#### DATA PROVIDED ####

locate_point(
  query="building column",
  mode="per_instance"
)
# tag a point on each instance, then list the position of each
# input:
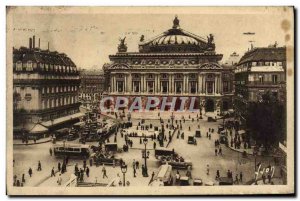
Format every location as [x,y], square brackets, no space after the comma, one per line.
[129,84]
[187,84]
[158,83]
[170,84]
[125,84]
[142,83]
[199,84]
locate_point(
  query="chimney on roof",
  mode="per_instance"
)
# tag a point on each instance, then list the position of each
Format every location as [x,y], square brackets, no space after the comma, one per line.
[33,42]
[30,43]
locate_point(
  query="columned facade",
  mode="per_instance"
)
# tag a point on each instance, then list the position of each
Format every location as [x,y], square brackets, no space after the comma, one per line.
[173,64]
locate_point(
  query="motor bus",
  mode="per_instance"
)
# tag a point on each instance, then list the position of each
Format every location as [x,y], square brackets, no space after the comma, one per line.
[71,150]
[163,177]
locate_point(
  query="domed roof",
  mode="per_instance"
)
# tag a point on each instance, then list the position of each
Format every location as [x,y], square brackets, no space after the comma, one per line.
[176,40]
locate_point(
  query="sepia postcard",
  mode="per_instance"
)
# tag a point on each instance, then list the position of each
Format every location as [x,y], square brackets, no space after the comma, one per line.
[150,101]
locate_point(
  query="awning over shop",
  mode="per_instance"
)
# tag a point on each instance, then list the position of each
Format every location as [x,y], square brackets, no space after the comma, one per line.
[25,127]
[241,132]
[62,119]
[38,128]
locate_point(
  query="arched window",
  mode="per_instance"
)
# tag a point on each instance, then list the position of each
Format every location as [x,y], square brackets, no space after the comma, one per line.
[29,66]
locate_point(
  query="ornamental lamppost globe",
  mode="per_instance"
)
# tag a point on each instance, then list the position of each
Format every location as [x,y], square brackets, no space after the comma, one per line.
[145,141]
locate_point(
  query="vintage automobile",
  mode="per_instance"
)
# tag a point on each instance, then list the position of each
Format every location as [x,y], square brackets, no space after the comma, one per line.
[184,181]
[181,164]
[191,139]
[71,150]
[111,147]
[163,176]
[100,158]
[225,181]
[163,152]
[198,133]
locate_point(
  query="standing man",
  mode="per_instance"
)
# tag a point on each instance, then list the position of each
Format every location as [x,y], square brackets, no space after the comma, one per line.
[39,166]
[241,176]
[87,171]
[59,180]
[52,172]
[59,166]
[134,172]
[30,172]
[207,169]
[104,172]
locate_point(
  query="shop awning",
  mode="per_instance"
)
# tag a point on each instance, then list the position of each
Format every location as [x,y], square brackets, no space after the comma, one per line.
[38,128]
[62,119]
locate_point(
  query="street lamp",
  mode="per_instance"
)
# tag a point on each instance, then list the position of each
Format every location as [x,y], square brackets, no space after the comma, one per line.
[145,141]
[124,170]
[172,118]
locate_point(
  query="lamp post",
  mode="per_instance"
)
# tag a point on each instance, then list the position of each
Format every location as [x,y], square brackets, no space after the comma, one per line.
[145,141]
[124,170]
[172,119]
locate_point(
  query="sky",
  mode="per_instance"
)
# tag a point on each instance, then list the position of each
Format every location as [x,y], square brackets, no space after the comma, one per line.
[89,38]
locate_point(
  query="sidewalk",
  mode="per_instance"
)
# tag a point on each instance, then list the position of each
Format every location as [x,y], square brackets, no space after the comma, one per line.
[31,142]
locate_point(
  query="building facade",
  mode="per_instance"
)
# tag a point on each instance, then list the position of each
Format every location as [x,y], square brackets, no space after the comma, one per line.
[91,85]
[45,87]
[173,64]
[260,70]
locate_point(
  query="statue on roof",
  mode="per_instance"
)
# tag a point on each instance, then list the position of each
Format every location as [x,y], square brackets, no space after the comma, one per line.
[210,42]
[176,22]
[122,47]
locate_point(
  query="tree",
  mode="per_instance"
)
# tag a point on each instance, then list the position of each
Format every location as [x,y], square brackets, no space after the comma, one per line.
[266,120]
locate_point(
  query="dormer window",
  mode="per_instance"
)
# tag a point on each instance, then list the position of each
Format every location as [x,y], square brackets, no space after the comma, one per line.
[19,66]
[29,66]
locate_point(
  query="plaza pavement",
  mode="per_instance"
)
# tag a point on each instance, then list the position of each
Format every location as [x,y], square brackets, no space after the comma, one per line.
[201,155]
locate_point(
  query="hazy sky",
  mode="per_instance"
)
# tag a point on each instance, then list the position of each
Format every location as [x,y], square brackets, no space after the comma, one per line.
[88,39]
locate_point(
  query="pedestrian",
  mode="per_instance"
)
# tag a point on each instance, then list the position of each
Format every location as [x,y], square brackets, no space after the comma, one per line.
[91,162]
[59,166]
[236,179]
[23,178]
[207,169]
[39,166]
[84,164]
[67,160]
[30,172]
[15,180]
[264,178]
[59,180]
[52,172]
[220,151]
[152,177]
[241,176]
[218,174]
[104,172]
[134,172]
[228,173]
[81,174]
[87,171]
[269,178]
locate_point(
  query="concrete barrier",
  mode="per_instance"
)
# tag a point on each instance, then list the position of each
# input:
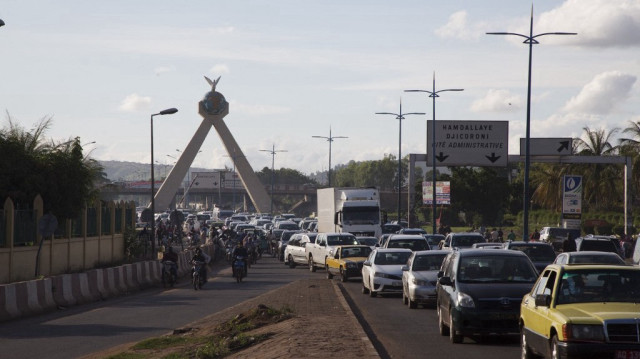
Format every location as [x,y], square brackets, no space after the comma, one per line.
[38,296]
[130,279]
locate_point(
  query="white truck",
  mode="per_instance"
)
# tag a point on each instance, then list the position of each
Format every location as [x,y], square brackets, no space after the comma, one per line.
[352,210]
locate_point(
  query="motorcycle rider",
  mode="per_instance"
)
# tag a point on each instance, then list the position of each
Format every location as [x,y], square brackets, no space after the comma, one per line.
[240,251]
[172,256]
[201,257]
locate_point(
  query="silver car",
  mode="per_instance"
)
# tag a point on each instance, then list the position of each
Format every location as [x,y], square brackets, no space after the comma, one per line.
[419,277]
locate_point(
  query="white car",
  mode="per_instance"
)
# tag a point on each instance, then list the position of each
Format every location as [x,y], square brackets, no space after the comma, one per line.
[419,277]
[295,252]
[382,271]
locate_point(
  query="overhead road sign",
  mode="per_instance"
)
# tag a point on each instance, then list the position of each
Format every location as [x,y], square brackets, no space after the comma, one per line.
[547,146]
[470,143]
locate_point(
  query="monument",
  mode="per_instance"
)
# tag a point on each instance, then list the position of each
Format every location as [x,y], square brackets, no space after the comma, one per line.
[213,108]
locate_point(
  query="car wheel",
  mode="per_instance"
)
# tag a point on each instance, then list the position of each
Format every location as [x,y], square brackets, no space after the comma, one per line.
[329,275]
[312,268]
[343,275]
[365,290]
[526,351]
[442,328]
[453,336]
[412,304]
[553,350]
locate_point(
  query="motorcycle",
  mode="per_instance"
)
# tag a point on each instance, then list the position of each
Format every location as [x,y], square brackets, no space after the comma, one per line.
[239,268]
[169,275]
[198,278]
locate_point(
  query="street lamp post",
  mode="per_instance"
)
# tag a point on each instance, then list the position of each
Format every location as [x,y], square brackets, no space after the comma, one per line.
[530,40]
[168,111]
[233,158]
[329,139]
[273,156]
[433,94]
[400,117]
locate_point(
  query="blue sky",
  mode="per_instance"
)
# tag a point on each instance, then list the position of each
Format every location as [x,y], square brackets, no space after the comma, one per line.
[293,69]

####

[WHAT IS ASKED]: Every entry above should be duplicated exactly. Do not include the images.

[EXERCISE ANSWER]:
locate_point(
  query="building column",
  mode="per_instance"
)
# tag a point on each instance, then list the position of each
# input:
Format every location as [x,y], square brackets, no space after the comma, one per line.
[129,84]
[187,84]
[158,83]
[170,84]
[125,84]
[142,83]
[199,84]
locate_point(
  query="chimney on roof",
  mode="per_instance"
)
# tag a point on each instance, then list the position of each
Format every location as [x,y], square brackets, no space after the comma, one per line.
[33,42]
[30,43]
locate_point(
  query="columned facade",
  mode="per_instance"
)
# tag a point on each instance, then list the position of each
Format every location as [x,y], square brackets, no space after the comma, one per line.
[173,64]
locate_point(
  query="motor bus",
  mode="per_instance"
)
# tag a point on each instance, then list the position of each
Format every location as [x,y], square brackets, no space after the comma, one per line.
[71,150]
[163,177]
locate_point(
  query="domed roof",
  mode="per_instance"
)
# tag a point on each instance, then list the position of each
Format every location as [x,y], square brackets, no space after the comma, one per line.
[176,40]
locate_point(
  query="sepia postcard",
  mode="per_instance"
)
# tag a point on each instance, then list the position of each
Format every location as [x,y], square brackets, no space after the comma, one per line.
[150,101]
locate_point(
  query="awning over shop",
  mode="per_instance"
)
# tag a point on each instance, then list the position of each
Format every location as [x,y], square brackets, no space after the comma, one per line.
[25,127]
[241,132]
[62,119]
[38,128]
locate_point(
  query="arched window",
  mode="per_instance"
)
# tag a point on each instance, then list the position of each
Format every location as [x,y], square brackets, no space after the comma, one per line.
[29,66]
locate_point(
  query="ornamental lamppost globe",
  mode="per_instance"
)
# tag a point on each instance, then list the position of each
Format every location as [x,y], square brackets, no space after the comma, one per line.
[145,141]
locate_point(
  query="vintage automobile",
  mode="per_instance"
)
# tag a point on each instance, then list the position of each
Format every location as [x,y], square brackets, no space after the comma, one per line.
[184,181]
[181,164]
[191,139]
[71,150]
[111,147]
[163,176]
[100,158]
[225,181]
[163,152]
[198,133]
locate_point(
  query="standing man",
  mode="per_instance"
)
# tag a point on each instance, then list the position of each
Format every location as [x,y], square brackets, no space after the comma, one per line.
[39,166]
[241,176]
[87,171]
[59,180]
[52,172]
[59,166]
[134,172]
[30,172]
[207,169]
[104,172]
locate_point(
  query="shop awning",
  mode="per_instance"
)
# tag a point on each instance, then list the position of each
Format every location as [x,y], square brackets, no space after the comma, one per line.
[38,128]
[62,119]
locate_point(
  query="street lamp",
  mode="per_instance"
)
# tag a point on each instance, then list the position of each
Format every location as [x,y], square brackets, no space after the comma, one per line.
[145,141]
[124,170]
[172,118]
locate_point(
  query="lamp post",
  mode="per_instance"
)
# tag a point on each instance, then list the position of each
Format every location as [x,y], square brackets, no space after the comma, one per line.
[145,141]
[124,170]
[172,119]
locate_point(
  query="sky",
  mode="per_instance"
)
# tag a point on each instance, then list the position of each
Format every location as [x,y], square brackets, no space after the comma, one per line.
[89,38]
locate_point(
  query="sidewalk",
  mode="per_instance"
)
# tag a point on each instance, then list the position of each
Format every location as [x,y], square brackets, no space after the comma, one per line.
[31,142]
locate_point(
  query="building facade",
  mode="per_instance"
)
# tag a point on each instance, then list the position of each
Format every location as [x,y], square brackets, no space after the comma, one per line.
[91,85]
[45,87]
[173,64]
[260,70]
locate_point(
  query="statue on roof",
  mode="per_instance"
)
# tag a point on each instance, then list the position of each
Format every location as [x,y], square brackets, no space after the comma, one per line.
[210,42]
[176,22]
[122,47]
locate_point(
  query="tree",
  mode="per_instance"
)
# tag a point on each instance, then list the position of each
Format every location as [x,y], square brackets, no space after the comma, one per line.
[266,120]
locate_point(
  query="dormer window",
  mode="per_instance"
)
# tag a point on each instance, then list the position of each
Format every location as [x,y], square brackets, no space after the comma, one per line.
[19,66]
[29,66]
locate_point(
  query="plaza pavement",
  mode="per_instance"
)
# tag a point on each instance, then list the position of each
Format every location as [x,y], square brackets, no space after the comma, one per line.
[201,155]
locate_point(
  query="hazy sky",
  mode="per_instance"
)
# tag a point on each instance, then list the position of each
Format every location as [x,y], square brackets, no space after the comma, one per line.
[88,39]
locate_point(
  query="pedestrian",
  mode="per_instance"
)
# tag a point on each instance, then list the position of each
Format every location as [x,y], square brackets, no space after the comma, one per line.
[91,162]
[59,166]
[236,179]
[23,178]
[207,169]
[39,166]
[84,164]
[67,160]
[30,172]
[15,180]
[264,178]
[59,180]
[52,172]
[220,151]
[152,177]
[241,176]
[218,174]
[104,172]
[134,172]
[228,173]
[81,174]
[87,171]
[269,178]
locate_point(
  query="concrete barrier",
  mode="per_instance"
)
# tag a point on each instance, then list the position of each
# input:
Format every location as [x,y], square brackets, no space after the comma, one per line.
[38,296]
[130,279]
locate_point(
  query="white truck",
  mode="per_instance"
)
# tag a point on each instance, then list the position of each
Format every location as [x,y], square brackets, no space after the comma, one per line.
[352,210]
locate_point(
  query="motorcycle rider",
  mode="per_instance"
)
# tag a point on each instance, then list the position of each
Format every location as [x,y], square brackets, no space after the comma, one per line.
[240,251]
[172,256]
[201,257]
locate_point(
  query="silver car",
  mode="per_instance"
)
# tag a point on each instance, then list the position of each
Format every location as [x,y], square brackets, no space after the comma, one per line.
[419,277]
locate_point(
  query="white car",
  mode="per_instance"
)
# tag a point on each instance, then list the position of each
Format every location as [x,y], square brackets, no space after the comma, one per line.
[419,277]
[295,252]
[382,271]
locate_point(
  query="overhead road sign",
  mode="per_instance"
)
# tag a point on each instance, then list the position of each
Format every location as [x,y], square brackets, no space after the comma, one per line.
[547,146]
[470,143]
locate_point(
  query="monument",
  mode="per_instance"
)
# tag a point on each instance, then list the position of each
Format every location as [x,y], square brackets, no space after the comma, one per line.
[213,108]
locate_point(
  query="car wheel",
  mode="per_instance"
)
# tag a point on each instance, then list the position of each
Format every location as [x,y], square brackets, no space after the comma, one per line.
[329,275]
[312,268]
[343,275]
[365,290]
[526,351]
[442,328]
[453,336]
[412,304]
[553,350]
locate_point(
  query="motorcycle",
  mode="per_instance"
)
# tag a point on each instance, then list the position of each
Format every location as [x,y], square brackets, no space after the comma, one per line.
[239,268]
[169,275]
[198,278]
locate_point(
  query="street lamp post",
  mode="per_instance"
)
# tag a point on each instance, then list the position of each
Format every location as [x,y], square brackets, no space after the comma, one per line.
[530,40]
[168,111]
[233,158]
[329,139]
[273,156]
[433,94]
[400,117]
locate_point(
  query="blue sky",
  mode="per_instance"
)
# tag a point on each instance, then list the position of each
Format every location as [x,y], square brackets, no space after the comma, one per line.
[293,69]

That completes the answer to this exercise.